## [Set of tasks]
(a) According to the patch, why are the probability calculations moved out into separate functions? Answer in one to three sentences.
(b) Count the lines of the records that contain the word "metal". Give only the number.

## [Page]

_ _ _ _ _

From df6820f3bc3207f1988db9dbd60689f2b31bf4ff Mon Sep 17 00:00:00 2001
From: Tim Beale <timbeale at catalyst.net.nz>
Date: Wed, 17 Oct 2018 12:54:03 +1300
Subject: [PATCH 4/8] traffic_replay: Split out random group membership 
 generation logic

This doesn't change functionality at all. It just moves the probability
calculations out into separate functions.

We want to tweak the logic/implementation behind this code, but the
rest of assign_groups() doesn't really care how the underlying
probabilities are worked out, so long as it gets a suitably random
user/group membership each time round the loop.

Signed-off-by: Tim Beale <timbeale at catalyst.net.nz>
---
 python/samba/emulate/traffic.py | 63 +++++++++++++++++++++++------------------
 1 file changed, 36 insertions(+), 27 deletions(-)

diff --git a/python/samba/emulate/traffic.py b/python/samba/emulate/traffic.py
index cdff76d..55dadd3 100644
--- a/python/samba/emulate/traffic.py
+++ b/python/samba/emulate/traffic.py
@@ -1815,14 +1815,46 @@ def generate_users_and_groups(ldb, instance_id, password,
 class GroupAssignments(object):
     def __init__(self, number_of_groups, groups_added, number_of_users,
                  users_added, group_memberships):
+
+        self.generate_group_distribution(number_of_groups)
+        self.generate_user_distribution(number_of_users)
         self.assignments = self.assign_groups(number_of_groups,
                                               groups_added,
                                               number_of_users,
                                               users_added,
                                               group_memberships)

_ _ _ _ _

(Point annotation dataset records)

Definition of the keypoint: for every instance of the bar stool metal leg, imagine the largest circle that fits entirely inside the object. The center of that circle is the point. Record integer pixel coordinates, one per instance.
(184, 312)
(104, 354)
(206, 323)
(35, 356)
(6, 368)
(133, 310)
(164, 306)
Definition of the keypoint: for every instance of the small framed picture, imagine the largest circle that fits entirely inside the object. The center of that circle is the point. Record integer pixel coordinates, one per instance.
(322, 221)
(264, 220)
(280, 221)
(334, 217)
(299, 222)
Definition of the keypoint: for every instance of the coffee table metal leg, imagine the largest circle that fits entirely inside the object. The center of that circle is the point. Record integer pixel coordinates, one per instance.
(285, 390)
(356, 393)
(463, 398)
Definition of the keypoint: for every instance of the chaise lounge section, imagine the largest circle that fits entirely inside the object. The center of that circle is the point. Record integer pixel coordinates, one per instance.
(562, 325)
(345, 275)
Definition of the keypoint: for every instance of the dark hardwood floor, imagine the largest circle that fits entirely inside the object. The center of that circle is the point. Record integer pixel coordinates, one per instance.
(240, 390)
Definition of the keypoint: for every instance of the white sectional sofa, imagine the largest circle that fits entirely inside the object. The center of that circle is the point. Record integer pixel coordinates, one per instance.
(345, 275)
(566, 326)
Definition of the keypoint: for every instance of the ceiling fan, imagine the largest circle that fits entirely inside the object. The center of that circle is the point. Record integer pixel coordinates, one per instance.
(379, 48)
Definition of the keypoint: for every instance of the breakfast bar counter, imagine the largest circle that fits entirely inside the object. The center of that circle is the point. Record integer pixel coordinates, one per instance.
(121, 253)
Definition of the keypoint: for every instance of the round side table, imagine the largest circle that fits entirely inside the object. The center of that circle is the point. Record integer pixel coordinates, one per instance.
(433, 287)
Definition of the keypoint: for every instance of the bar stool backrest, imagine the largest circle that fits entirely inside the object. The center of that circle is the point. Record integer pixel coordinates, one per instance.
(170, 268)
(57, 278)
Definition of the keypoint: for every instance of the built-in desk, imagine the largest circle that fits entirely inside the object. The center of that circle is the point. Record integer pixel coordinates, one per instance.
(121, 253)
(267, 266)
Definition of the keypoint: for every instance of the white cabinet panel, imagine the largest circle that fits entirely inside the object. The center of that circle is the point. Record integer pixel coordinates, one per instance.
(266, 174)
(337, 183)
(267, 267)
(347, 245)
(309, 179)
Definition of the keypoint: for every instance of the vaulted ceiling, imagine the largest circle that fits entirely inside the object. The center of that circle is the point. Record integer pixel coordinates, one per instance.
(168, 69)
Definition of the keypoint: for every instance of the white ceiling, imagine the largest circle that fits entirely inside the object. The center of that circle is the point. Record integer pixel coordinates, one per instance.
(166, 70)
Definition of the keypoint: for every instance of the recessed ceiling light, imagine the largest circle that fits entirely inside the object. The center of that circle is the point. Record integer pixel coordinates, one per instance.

_ _ _ _ _

## [Answers to the exercise]
(a) The authors want to tweak the logic and implementation behind this code. The rest of assign_groups() doesn't care how the underlying probabilities are worked out, as long as it gets a suitably random user/group membership each time round the loop.

(b) 2